■ **Passage to read**:
A Summer Reading List for Guardedly Optimistic Multilateralists

A Summer Reading List for Guardedly Optimistic Multilateralists
U.N. Secretary-General Antonio Guterres talks to Syrian refugees in a 4th grade classroom at the U.N.-run Zaatari refugee camp, in northern Jordan, March 28, 2017 (AP photo by Raad Adayleh).

Editor’s note: Guest columnist Richard Gowan is filling in for Emily Taylor, who will return next week.

What should people who care about international organizations and conflict management order for their summer reading this year? Closely following the back and forth of day-to-day events can sometimes make it hard to get a clear sense of the health of the international system. The Biden administration has promised that “multilateralism is back,” for instance, but when it comes to handling crises like the coup in Myanmar and challenges like global vaccine distribution, international cooperation still seems distinctly lackluster. With summer here, it’s a good time to sit back, pick up a smart book and try to see the big picture instead.

A good place to start is “Diplomacy and the Future of World Order,” a collection of sober and thoughtful essays edited by Chester A. Crocker, Fen Osler Hampson and Pamela Aall. The editors are seasoned observers of conflict resolution, with a series of hefty volumes on the topic to their credit, and they are not easily impressed by alarmist claims that the rules-based world order is collapsing. They are indeed mildly optimistic that “many elements” of the current international system “appear likely to survive today’s turbulence, because many important states and groupings of states wish it to survive.” A perspicacious phalanx of authors looks at these elements of the post-1945 system, such as the nonproliferation regime and peacekeeping, plus institutions like the United Nations and the policies of major powers.

[Collected data]

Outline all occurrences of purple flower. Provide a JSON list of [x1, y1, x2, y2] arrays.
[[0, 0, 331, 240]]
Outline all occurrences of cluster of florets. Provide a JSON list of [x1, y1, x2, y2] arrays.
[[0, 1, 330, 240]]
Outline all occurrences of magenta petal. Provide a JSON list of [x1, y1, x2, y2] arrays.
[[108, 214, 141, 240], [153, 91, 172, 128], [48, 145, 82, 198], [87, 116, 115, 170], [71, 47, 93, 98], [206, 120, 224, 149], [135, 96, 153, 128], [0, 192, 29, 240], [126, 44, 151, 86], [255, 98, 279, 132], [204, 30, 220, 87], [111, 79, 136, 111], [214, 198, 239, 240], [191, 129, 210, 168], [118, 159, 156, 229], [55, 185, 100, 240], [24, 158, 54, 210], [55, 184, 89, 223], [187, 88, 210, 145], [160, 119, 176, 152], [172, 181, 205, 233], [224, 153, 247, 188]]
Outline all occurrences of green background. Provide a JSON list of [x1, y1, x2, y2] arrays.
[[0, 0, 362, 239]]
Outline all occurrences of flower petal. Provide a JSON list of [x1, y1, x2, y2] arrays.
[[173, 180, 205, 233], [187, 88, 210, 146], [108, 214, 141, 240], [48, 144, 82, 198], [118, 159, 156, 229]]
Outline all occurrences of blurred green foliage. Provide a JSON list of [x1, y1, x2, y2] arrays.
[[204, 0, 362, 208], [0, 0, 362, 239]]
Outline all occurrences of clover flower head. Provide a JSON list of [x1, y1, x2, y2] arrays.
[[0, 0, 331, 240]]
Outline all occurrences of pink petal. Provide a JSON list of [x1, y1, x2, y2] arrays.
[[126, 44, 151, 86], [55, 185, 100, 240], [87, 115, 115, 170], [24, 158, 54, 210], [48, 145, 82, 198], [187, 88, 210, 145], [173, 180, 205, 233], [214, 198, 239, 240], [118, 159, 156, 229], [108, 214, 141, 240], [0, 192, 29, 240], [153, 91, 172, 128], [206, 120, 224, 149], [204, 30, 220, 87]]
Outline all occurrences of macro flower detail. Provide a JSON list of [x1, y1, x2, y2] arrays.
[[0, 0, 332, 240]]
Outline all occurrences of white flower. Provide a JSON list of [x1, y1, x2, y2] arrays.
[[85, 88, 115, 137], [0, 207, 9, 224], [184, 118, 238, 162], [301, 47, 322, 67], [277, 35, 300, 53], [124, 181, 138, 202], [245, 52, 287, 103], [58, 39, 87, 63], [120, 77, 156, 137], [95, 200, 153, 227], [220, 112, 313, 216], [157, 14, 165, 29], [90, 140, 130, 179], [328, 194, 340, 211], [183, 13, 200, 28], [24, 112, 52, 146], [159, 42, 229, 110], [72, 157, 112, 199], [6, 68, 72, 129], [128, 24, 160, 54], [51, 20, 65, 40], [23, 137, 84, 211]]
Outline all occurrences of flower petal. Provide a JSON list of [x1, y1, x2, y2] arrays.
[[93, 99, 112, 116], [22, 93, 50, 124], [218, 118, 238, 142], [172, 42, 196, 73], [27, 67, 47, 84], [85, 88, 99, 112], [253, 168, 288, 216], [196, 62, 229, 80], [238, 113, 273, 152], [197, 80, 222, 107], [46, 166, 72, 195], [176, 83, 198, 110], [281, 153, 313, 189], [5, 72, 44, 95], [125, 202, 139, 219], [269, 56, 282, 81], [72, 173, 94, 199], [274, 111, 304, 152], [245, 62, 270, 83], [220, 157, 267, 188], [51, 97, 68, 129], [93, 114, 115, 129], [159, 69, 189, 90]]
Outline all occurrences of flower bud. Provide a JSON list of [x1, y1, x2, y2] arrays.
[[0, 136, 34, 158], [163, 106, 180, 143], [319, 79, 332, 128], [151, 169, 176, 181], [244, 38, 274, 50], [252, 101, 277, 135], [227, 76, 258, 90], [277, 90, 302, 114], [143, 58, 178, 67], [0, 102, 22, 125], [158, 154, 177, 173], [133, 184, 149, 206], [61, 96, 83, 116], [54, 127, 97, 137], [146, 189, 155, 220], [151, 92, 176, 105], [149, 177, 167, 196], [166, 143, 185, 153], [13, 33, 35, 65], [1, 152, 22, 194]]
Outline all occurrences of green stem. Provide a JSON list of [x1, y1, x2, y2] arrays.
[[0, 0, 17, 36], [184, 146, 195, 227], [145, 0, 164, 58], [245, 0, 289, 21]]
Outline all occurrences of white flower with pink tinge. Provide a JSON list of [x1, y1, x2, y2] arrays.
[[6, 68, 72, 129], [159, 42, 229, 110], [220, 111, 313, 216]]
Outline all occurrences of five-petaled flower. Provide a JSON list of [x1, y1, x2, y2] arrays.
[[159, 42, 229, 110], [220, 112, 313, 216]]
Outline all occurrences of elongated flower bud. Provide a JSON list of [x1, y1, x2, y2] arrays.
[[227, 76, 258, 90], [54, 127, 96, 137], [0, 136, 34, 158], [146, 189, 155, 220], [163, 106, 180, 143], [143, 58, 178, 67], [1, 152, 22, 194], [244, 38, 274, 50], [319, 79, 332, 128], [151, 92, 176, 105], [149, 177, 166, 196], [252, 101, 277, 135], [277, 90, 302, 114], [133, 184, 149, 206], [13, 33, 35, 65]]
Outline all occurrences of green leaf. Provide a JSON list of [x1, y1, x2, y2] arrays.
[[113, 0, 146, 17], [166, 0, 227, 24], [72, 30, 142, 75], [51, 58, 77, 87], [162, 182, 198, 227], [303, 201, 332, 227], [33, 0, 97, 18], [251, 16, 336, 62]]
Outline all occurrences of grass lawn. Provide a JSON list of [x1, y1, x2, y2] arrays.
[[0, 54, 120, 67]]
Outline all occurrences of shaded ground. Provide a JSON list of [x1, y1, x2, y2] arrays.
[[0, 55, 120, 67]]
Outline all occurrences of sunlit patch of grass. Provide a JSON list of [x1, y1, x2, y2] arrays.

■ **What the task requires**: Write out the passage of the summer reading list article from "A good place" to "of major powers.".

■ **Task output**:
A good place to start is “Diplomacy and the Future of World Order,” a collection of sober and thoughtful essays edited by Chester A. Crocker, Fen Osler Hampson and Pamela Aall. The editors are seasoned observers of conflict resolution, with a series of hefty volumes on the topic to their credit, and they are not easily impressed by alarmist claims that the rules-based world order is collapsing. They are indeed mildly optimistic that “many elements” of the current international system “appear likely to survive today’s turbulence, because many important states and groupings of states wish it to survive.” A perspicacious phalanx of authors looks at these elements of the post-1945 system, such as the nonproliferation regime and peacekeeping, plus institutions like the United Nations and the policies of major powers.